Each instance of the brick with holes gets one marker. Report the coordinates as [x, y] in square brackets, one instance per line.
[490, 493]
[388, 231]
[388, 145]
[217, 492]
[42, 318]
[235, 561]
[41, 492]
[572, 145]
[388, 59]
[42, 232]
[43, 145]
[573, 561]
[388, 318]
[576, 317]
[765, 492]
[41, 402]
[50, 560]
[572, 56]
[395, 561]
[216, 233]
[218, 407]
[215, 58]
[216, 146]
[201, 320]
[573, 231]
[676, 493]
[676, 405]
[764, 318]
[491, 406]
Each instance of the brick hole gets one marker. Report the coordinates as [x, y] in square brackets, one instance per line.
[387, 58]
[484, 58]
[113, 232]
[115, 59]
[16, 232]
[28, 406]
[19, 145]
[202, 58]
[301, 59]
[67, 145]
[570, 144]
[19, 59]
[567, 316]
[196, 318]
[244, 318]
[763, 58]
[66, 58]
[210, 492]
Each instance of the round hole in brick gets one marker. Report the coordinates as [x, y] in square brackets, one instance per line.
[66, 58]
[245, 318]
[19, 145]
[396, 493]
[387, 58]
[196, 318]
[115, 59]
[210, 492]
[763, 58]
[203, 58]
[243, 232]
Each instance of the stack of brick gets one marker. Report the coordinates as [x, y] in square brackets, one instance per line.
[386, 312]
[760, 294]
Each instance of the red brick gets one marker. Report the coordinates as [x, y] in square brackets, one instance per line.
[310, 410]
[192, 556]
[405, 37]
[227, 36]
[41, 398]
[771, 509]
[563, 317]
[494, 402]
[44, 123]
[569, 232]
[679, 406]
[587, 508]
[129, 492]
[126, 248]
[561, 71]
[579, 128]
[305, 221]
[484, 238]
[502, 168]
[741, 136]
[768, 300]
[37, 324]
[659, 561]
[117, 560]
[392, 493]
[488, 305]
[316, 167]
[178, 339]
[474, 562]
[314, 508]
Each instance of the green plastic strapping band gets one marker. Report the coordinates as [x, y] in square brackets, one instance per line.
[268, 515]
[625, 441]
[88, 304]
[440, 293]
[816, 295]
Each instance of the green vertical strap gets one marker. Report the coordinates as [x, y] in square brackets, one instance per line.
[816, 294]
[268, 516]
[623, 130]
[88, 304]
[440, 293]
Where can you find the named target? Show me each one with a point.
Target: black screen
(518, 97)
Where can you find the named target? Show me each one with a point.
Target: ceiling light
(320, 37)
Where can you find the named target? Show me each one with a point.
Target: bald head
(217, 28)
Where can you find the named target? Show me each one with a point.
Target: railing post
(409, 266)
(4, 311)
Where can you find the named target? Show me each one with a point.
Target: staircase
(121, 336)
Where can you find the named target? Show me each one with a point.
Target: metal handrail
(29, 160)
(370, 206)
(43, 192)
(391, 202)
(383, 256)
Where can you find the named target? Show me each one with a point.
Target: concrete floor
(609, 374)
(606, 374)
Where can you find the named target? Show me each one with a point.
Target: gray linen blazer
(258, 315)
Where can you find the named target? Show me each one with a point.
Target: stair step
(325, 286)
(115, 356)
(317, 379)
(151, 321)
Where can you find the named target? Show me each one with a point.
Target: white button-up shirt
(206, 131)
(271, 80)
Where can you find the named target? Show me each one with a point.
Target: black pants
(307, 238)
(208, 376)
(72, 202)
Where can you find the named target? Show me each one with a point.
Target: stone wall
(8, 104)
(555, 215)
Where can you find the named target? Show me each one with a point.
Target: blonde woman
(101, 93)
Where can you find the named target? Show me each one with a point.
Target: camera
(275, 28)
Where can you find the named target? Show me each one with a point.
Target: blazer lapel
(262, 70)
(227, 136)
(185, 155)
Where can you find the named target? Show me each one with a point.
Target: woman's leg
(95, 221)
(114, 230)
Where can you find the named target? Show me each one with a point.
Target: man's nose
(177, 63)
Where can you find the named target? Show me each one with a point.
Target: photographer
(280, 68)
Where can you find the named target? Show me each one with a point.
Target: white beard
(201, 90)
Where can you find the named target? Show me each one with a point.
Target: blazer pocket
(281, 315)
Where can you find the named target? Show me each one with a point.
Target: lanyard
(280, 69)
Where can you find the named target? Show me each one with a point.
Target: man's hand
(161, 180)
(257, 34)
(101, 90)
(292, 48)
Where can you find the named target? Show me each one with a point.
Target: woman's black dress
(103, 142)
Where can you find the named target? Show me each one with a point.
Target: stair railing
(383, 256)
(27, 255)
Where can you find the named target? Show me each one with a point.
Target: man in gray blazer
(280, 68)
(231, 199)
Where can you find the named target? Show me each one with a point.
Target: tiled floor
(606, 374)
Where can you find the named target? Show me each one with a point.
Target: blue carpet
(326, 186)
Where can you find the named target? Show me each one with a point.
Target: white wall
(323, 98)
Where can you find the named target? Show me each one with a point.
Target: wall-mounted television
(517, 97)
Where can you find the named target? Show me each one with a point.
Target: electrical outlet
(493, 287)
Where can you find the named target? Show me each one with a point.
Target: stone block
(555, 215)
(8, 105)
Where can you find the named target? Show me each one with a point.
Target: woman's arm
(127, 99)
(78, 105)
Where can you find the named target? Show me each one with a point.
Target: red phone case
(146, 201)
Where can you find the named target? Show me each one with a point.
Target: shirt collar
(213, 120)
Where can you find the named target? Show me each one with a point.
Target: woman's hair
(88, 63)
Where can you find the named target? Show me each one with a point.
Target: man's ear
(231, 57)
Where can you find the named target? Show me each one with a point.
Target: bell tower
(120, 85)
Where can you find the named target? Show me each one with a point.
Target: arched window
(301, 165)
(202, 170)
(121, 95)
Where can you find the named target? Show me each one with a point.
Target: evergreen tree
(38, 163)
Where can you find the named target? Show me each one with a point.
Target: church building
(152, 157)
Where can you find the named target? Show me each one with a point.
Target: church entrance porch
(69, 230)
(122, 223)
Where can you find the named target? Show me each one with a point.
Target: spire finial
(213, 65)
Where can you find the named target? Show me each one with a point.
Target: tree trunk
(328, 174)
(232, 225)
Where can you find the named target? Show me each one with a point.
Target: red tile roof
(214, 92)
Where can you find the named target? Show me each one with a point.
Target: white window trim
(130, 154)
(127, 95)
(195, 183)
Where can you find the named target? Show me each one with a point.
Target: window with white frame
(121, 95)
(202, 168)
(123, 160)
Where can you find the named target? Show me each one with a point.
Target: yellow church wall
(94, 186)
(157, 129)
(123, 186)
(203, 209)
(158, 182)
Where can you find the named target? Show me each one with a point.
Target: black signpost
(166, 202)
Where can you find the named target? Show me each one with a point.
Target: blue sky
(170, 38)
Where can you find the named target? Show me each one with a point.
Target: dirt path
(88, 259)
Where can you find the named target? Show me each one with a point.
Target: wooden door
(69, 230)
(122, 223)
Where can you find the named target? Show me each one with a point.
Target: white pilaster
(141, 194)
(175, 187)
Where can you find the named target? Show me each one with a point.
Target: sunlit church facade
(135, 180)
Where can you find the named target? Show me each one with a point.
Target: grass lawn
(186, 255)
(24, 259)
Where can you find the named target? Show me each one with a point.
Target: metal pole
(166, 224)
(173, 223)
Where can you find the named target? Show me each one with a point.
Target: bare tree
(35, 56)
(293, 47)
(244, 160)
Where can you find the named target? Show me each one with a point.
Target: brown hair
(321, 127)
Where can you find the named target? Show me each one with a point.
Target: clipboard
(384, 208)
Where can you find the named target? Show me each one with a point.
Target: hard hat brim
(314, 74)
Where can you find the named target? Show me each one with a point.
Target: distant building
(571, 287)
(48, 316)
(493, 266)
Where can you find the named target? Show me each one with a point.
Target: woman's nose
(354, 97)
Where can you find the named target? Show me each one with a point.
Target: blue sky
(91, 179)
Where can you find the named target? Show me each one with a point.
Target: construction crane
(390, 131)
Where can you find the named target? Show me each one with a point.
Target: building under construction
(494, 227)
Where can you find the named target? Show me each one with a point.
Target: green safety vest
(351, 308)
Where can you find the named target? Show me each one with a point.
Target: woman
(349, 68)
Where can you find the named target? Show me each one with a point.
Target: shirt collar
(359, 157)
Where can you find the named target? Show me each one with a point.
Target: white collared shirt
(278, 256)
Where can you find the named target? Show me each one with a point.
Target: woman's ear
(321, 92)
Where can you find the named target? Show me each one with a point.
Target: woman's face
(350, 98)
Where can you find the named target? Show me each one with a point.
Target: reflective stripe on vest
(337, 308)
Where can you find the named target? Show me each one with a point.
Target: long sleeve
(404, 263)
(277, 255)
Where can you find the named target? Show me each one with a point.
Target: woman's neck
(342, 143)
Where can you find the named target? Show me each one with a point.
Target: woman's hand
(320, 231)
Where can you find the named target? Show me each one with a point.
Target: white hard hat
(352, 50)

· · · · ·

Set out exactly the lines from the one bearing "Target: woman's face" through the end of the data, including both ends and omitting all others.

YOUR SOLUTION ->
Target: woman's face
(350, 98)
Where can you find the named target? Show me each one with a point.
Target: reflective stripe on vest
(337, 308)
Where can you find the named target? Show me each one with a point.
Target: long sleeve
(404, 263)
(277, 255)
Where can you find the named target? Show me each one with a point.
Target: woman's neck
(342, 143)
Where can you find the named target? Show me each one with a point.
Target: woman's hand
(320, 231)
Where can you find the named target? Show me each one with a point.
Target: white hard hat
(352, 50)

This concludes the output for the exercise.